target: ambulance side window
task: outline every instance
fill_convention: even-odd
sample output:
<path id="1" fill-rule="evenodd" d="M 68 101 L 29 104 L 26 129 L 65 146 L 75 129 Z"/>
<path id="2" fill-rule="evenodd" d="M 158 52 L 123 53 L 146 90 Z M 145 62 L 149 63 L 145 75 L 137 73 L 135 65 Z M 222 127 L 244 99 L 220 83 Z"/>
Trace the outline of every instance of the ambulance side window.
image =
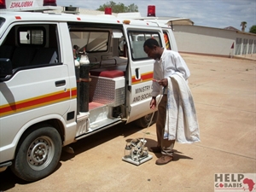
<path id="1" fill-rule="evenodd" d="M 156 39 L 162 46 L 160 36 L 157 32 L 128 32 L 131 53 L 133 60 L 147 59 L 148 55 L 144 52 L 143 44 L 148 38 Z"/>
<path id="2" fill-rule="evenodd" d="M 61 64 L 55 24 L 23 24 L 12 27 L 1 44 L 0 57 L 9 58 L 14 73 Z"/>
<path id="3" fill-rule="evenodd" d="M 165 38 L 166 49 L 172 50 L 171 44 L 170 44 L 170 39 L 168 38 L 167 32 L 164 32 L 164 38 Z"/>

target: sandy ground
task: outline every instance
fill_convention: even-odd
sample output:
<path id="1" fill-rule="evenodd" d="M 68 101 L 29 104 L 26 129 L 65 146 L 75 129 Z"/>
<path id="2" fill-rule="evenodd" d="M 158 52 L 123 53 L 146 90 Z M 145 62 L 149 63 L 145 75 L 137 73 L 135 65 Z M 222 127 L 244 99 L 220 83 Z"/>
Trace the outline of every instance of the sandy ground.
<path id="1" fill-rule="evenodd" d="M 160 154 L 150 153 L 152 160 L 134 166 L 122 160 L 126 141 L 145 137 L 154 146 L 155 125 L 119 125 L 72 144 L 75 153 L 63 151 L 55 172 L 40 181 L 0 173 L 0 190 L 205 192 L 214 191 L 215 173 L 256 173 L 255 56 L 182 55 L 191 71 L 201 143 L 176 143 L 167 165 L 155 165 Z"/>

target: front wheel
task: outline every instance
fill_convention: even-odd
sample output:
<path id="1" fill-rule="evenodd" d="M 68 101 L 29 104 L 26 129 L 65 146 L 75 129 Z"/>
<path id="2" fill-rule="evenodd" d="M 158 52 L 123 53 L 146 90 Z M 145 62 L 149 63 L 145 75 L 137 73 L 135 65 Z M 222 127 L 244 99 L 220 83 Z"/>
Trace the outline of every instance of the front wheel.
<path id="1" fill-rule="evenodd" d="M 154 115 L 153 118 L 152 115 Z M 157 119 L 157 111 L 137 119 L 135 121 L 135 124 L 141 128 L 147 128 L 148 126 L 150 126 L 153 124 L 154 124 L 156 122 L 156 119 Z"/>
<path id="2" fill-rule="evenodd" d="M 41 126 L 22 138 L 11 169 L 26 181 L 37 181 L 55 169 L 61 154 L 61 138 L 54 127 Z"/>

====================

Copy everything from the start of the records down to the line that contains "160 154 L 150", with both ends included, and leave the pictures out of your copy.

target: ambulance side window
task: outline every instance
fill_convention: even-odd
sample output:
<path id="1" fill-rule="evenodd" d="M 68 101 L 29 104 L 26 129 L 65 146 L 75 129 Z"/>
<path id="2" fill-rule="evenodd" d="M 158 52 L 123 53 L 146 90 Z M 145 62 L 149 63 L 145 75 L 137 73 L 135 65 Z M 222 127 L 244 99 L 220 83 Z"/>
Trace the outline of every instance of the ambulance side window.
image =
<path id="1" fill-rule="evenodd" d="M 156 39 L 162 46 L 160 36 L 157 32 L 128 32 L 131 53 L 133 60 L 147 59 L 148 55 L 144 52 L 143 44 L 148 38 Z"/>
<path id="2" fill-rule="evenodd" d="M 61 64 L 55 24 L 23 24 L 12 27 L 1 44 L 0 57 L 9 58 L 14 73 Z"/>
<path id="3" fill-rule="evenodd" d="M 165 38 L 166 49 L 172 50 L 171 44 L 170 44 L 170 39 L 168 38 L 167 32 L 164 32 L 164 38 Z"/>

target: sandy ground
task: outline every instance
fill_convention: even-odd
sample output:
<path id="1" fill-rule="evenodd" d="M 68 101 L 29 104 L 26 129 L 65 146 L 75 129 Z"/>
<path id="2" fill-rule="evenodd" d="M 158 52 L 123 53 L 146 90 Z M 145 62 L 149 63 L 145 75 L 137 73 L 135 65 Z M 222 127 L 244 99 L 220 83 Z"/>
Trace the outline of every instance of the sandy ground.
<path id="1" fill-rule="evenodd" d="M 160 154 L 150 153 L 152 160 L 134 166 L 122 160 L 126 141 L 145 137 L 154 146 L 155 125 L 119 125 L 72 144 L 75 153 L 63 151 L 55 172 L 40 181 L 0 173 L 0 190 L 205 192 L 214 191 L 215 173 L 256 173 L 255 56 L 182 55 L 191 71 L 201 143 L 176 143 L 167 165 L 155 165 Z"/>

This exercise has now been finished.